Liste des consignes:
a. Selon le texte sur L'Haridon de Créménec, où a eu lieu son baptême en 1768 ?
b. Dans le texte sur L'Haridon de Créménec, transformez en liste le paragraphe qui commence par « Avant 1800 : études à Brest » en gardant ses faits principaux.
c. Poursuivez le texte sur L'Haridon de Créménec à partir de sa dernière phrase.

Texte:
········

François Etienne L'Haridon de Créménec (1768-1807), officier de santé, chirurgien de la marine, explorateur.
Il est le fils aîné de François Sébastien L'Haridon (1733-1803) et Jeanne Louise Guezennec (1744-1824). >> voir Douarnenez
1768 : baptême à Douarnenez (paroisse de Ploaré)
Avant 1800 : études à Brest. Ancien élève de l’Ecole de Santé de Paris. Sert sur 10 bâtiments de l’Etat (1791-1800). Services à terre (1787-1797).
1800 (an IX) : Avis aux dames françaises sur l'inoculation de leurs enfants, par F. E. L'Haridon, membre correspondant de la Société Médicale de Paris, et de celle des Observateurs de l'Homme ; Officier de santé en chef de l'expédition de découvertes, commandée par le capitaine Baudin. A Paris, chez Gabon, libraire, rue et à côté de l'école de médecine.
Je venge l'art heureux trop longtemps rejeté, qui conserve à la la fois la vie et la beauté.
« (...) Avant cette époque on n’avait aucune idée de l’inoculation dans nos contrées, et les enfants, sans défense, y périssaient impitoyablement, moissonnés par la petite vérole naturelle, ou végétaient sans cesse humiliés après avoir été hideusement flétris plus ou moins sans doute.
(…) il faille encore prendre la plume pour en renouveler la doctrine et pour en propager les principes
(…) Si on la laisse venir au hasard, il est probable qu’ils en périront.
(…) tandis qu’en France surtout, accumulant erreur sur erreur, chimères sur chimères contre l’inoculation ».
« Que l’on voyage dans la Suisse, on verra chaque père de famille attentif à faire inoculer ses enfants dès leur plus tendre jeunesse ; il croirait manquer à un devoir essentiel s’il s’y refusait par négligence ; aussi voit-on la génération qui s’élève belle, fraîche et brillante. Les visages ne portent plus l’empreinte de ce fléau cruel (la petite vérole). Tous les fronts ont conservé cet éclat qui ajoute encore aux attraits de la beauté.
Mais si l’on voyage en France, si l’on s’y promène dans les villes surtout, on voit avec chagrin que les vieux préjugés n’y sont pas détruits. C’est encore un spectacle affligeant que d’y rencontrer des visages défigurés sur des bustes d’ailleurs gracieux, et l’on ne sait combien de temps encore la beauté française sera soumise à cette grêle affreuse qui épargne les habitants de l’Helvétie.
(…) Longtemps combattue, l’inoculation triomphera-t-elle enfin ?

········

(Données de pointage de régions)

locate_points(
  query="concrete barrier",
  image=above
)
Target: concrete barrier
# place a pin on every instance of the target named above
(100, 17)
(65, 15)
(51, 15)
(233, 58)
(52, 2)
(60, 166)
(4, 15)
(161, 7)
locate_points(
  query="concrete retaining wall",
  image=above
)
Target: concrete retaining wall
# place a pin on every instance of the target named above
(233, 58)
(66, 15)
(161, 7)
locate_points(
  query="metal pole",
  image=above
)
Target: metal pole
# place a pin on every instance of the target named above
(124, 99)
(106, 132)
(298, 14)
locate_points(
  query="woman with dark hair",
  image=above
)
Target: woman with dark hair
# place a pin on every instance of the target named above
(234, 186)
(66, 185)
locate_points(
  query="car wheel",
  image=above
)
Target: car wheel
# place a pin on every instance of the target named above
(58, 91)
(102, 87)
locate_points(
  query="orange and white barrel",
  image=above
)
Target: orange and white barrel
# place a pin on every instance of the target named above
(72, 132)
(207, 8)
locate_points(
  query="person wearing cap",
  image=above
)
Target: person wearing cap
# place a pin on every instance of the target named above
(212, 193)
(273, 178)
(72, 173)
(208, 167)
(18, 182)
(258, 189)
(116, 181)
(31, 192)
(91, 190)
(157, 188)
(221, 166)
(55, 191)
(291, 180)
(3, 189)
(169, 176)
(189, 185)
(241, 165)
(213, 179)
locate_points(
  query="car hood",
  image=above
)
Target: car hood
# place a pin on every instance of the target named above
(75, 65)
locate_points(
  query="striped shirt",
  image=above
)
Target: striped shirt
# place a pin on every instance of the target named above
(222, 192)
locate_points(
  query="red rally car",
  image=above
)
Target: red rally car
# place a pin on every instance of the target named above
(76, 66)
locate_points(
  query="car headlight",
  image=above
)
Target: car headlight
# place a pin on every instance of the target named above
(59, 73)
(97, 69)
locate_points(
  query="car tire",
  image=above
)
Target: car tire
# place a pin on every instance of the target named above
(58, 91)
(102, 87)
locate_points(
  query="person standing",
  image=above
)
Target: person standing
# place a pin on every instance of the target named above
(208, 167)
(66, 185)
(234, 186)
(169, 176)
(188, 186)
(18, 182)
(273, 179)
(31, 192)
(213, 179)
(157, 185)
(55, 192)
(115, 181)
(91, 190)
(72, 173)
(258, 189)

········

Réponses par numéro:
a. À Douarnenez, dans la paroisse de Ploaré.

b.
- Études à Brest
- Ancien élève de l'Ecole de Santé de Paris
- Service sur 10 bâtiments de l'État (1791-1800)
- Services à terre (1787-1797)

c.
(…) Il ne suffit pas qu’elle soit en honneur chez quelques personnes opulentes, il faut qu’elle soit universellement adoptée.
Je ne connais pas encore le bonheur de devoir à une épouse chérie des enfants dont on puisse se glorifier d’être le père.
(…) Il devient plus que jamais indispensable d’avoir, particulièrement à Brest, un établissement permanent pour l’inoculation des jeunes marins.
[J’ai déjà fait imprimer à ce sujet, une longue lettre adressée à l’inspecteur du service de santé de la marine. Puissent mes réflexions n’être pas perdues pour mon pays !]
[Il est vrai que pour toucher au double but, il faut perdre moins de temps dans les spectacles et dans les places publiques, pour en passer davantage dans les amphithéâtres, les hôpitaux et les bibliothèques, conditions sous lesquelles il n’y a ni succès à obtenir, ni considérations à mériter, ainsi que je le dirai plus au long dans mes vues, sur les moyens d’améliorer la médecine navale.]
(…) Rejetez, hâtez-vous de rejeter cette erreur populaire, le plus meurtrier des préjugés contraires à l’inoculation ! Nul ne peut se flatter d’être exempt de la petite vérole.
1800-1803 : Médecin français, il participe à l'expédition vers les Terres australes que conduisit Nicolas Baudin au départ du Havre à compter du 19 octobre 1800. Il embarque à bord du Géographe, en tant qu'officier de santé de 2e classe faisant partie de l'état-major.
François Etienne L'Haridon : "Ce navire puait la mort. Nous n’étions partis que depuis quelques semaines, et déjà une odeur fétide vous prenait au nez et à la gorge lorsque vous descendiez dans les parties du vaisseau situées sous la ligne de flottaison, coupées de l’atmosphère extérieure.
Air impur et insalubre. Eau qui imprégnait tout, se corrompant dans chaque pièce. Putréfaction des matières animales et végétales. Exhalaisons qui se formaient, contenant du gaz acide carbonique contraire à la respiration. Chaleur tropicale augmentant l’activité de la putréfaction.
Sur ordre du capitaine, le navire était régulièrement ventilé ou fumigé. Les hamacs, les draps et les couvertures étaient aérés. Les vêtements étaient séchés et les cales pompées pour en extraire les odeurs fétides de l’eau de sentine. On lavait même les hamacs, on inspectait les vêtements et on en distribuait de nouveaux. Malgré toutes ces mesures, la puanteur du navire ne disparaissait pas. Elle se renforçait même à mesure que nous approchions de la ligne équinoxiale.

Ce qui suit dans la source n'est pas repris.